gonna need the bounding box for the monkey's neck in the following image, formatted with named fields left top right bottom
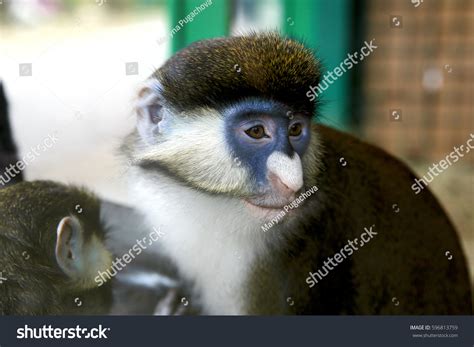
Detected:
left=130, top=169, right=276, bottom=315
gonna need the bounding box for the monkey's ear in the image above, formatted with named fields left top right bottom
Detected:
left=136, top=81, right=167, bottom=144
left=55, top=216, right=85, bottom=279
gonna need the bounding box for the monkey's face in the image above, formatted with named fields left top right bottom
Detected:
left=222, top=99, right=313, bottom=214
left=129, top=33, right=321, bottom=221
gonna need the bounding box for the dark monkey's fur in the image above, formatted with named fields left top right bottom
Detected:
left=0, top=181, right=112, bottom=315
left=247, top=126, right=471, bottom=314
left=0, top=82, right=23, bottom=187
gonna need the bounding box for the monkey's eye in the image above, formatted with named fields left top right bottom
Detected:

..............................

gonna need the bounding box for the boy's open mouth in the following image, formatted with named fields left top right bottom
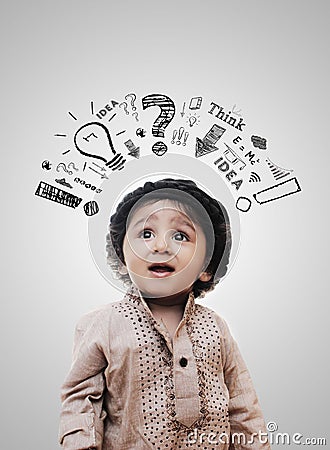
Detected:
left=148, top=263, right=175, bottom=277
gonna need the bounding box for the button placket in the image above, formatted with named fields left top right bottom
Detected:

..............................

◆ Exercise requirements: Please set down, exactly and with no pictures, the lines in the entries above starting at the one holding "gonna need the bounding box for the monkey's neck" and ending at the one holding "gonna need the bounding box for the monkey's face", ends included.

◆ Answer to this problem:
gonna need the bounding box for the monkey's neck in the following image, formatted with named fields left top right bottom
Detected:
left=130, top=169, right=276, bottom=315
gonna need the bounding box for the monkey's ear in the image above, formatted with named fields left top right bottom
Detected:
left=136, top=81, right=167, bottom=144
left=55, top=216, right=85, bottom=279
gonna need the bounding box for the monkey's face in the image above, formatted with named fields left top right bottom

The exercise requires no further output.